Task A:
In the Java Strings page, what is the JVM's practice of storing only one copy of each literal String in a pool called?
Task B:
Pick up the Java Strings page after its final sentence and keep writing.

Page excerpt:
Java Strings


1. What are the differences between == and equals() in a String class?

The == operator compares if the objects are the same instance. The equals() oerator compares the state of the objects (e.g. if all attributes are equal).

String s1 = "Program";
String s2 = "Program";
String s3 = new string ("Program");
if(s1 == s2) { //true
System.out.println("equal");
}

if(sl == s3) { //false
System.out.println("equal");
}


2. What are the differences between StringBuffer and StringBuilder?

StringBuilder is not synchronized where as StringBuffer is synchronized. StringBuilder is faster than StringBuffer. So unless we are using strings multiple threads, it is better to use stringbuffer.


3. What is string pool in Java?

Java maintains a pool of string literals called string pool.

JVM stores only one copy of each literal String in a pool. This process is called interning.

When we create a String variable and assign a value to it, the JVM searches the pool for a String of equal value.

If found, the Java compiler will simply return a reference to its memory address, without allocating additional memory.

If not found, it'll be added to the pool (interned) and its reference will be returned.

Entries supplied:
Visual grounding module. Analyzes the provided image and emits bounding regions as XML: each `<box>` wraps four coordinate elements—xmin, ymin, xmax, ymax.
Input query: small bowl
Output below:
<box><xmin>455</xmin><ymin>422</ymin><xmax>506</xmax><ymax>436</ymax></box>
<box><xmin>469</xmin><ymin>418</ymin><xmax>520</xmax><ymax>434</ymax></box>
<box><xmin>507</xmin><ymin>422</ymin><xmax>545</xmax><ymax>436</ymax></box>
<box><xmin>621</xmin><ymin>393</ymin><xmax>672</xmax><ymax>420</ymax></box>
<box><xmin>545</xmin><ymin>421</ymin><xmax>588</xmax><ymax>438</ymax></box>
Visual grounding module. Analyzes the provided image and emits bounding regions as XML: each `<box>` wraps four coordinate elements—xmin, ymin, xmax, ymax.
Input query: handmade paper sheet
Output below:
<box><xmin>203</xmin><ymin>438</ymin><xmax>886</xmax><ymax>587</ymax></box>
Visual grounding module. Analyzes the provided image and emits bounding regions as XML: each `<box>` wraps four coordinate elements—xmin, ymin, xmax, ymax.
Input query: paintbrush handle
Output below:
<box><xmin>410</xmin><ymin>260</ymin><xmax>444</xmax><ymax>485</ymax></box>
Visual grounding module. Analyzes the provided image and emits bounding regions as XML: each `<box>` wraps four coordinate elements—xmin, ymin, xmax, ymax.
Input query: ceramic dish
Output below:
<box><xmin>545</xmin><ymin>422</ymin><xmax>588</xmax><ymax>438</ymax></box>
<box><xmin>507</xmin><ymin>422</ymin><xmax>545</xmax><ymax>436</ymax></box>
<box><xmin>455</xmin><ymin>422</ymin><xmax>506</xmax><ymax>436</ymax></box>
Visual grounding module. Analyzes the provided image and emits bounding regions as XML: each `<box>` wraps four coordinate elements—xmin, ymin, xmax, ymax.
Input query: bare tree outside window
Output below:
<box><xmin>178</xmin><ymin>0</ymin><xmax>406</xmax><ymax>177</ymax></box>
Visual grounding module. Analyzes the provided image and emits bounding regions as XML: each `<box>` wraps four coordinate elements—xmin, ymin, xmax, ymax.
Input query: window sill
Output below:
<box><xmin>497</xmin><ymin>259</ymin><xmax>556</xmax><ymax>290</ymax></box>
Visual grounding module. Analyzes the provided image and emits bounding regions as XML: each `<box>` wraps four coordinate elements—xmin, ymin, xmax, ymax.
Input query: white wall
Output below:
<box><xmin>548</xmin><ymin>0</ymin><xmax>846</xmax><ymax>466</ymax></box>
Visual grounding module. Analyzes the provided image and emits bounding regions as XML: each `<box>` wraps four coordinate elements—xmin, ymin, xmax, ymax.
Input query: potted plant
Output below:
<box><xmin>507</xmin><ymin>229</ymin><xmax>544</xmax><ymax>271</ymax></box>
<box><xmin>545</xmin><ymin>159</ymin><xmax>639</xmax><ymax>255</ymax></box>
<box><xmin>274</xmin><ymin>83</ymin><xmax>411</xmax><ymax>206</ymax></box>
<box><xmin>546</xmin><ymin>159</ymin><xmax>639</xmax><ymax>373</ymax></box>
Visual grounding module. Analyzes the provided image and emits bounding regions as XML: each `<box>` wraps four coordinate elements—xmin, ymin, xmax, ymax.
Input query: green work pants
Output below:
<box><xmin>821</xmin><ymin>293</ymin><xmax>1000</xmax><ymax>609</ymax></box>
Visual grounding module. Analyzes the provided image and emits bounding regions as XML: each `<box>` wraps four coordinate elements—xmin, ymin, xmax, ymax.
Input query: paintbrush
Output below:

Exercise output A:
Interning.

Exercise output B:
4. Write a program to find the square of a number given as command line argument.

public class StringTest {
    public static void main(String args[]){
         int n = Integer.parseInt(args[0]);
         System.out.println("the square is "+n*n);
    }
}

The method Integer.parseInt() parses the string and returns the integer stored in the string.

You can also use the method

Integer.valueOf(str)

Integer n = Integer.valueOf(args[0]);
int m= n.intValue();


5. Write a function to reverse a string.

static String reverString(String str){
        int l = str.length();
        char arr[] = str.toCharArray();
        for(int i=0,j=l-1;i<j;i++,j--) {
            char temp = arr[i];
            arr[i] = arr[j];
            arr[j] = temp;
        }
        String str2 = new String(arr);
        return str2;
    }

The function converts the string to character array. And then it swaps characters from two ends of the string.

After all characters are swapped, a string is formed using these characters again.

Please note that the loop should continue only for half the lenght - or until i becomes j.


6. What is the output of the following code?

String str = "Hello"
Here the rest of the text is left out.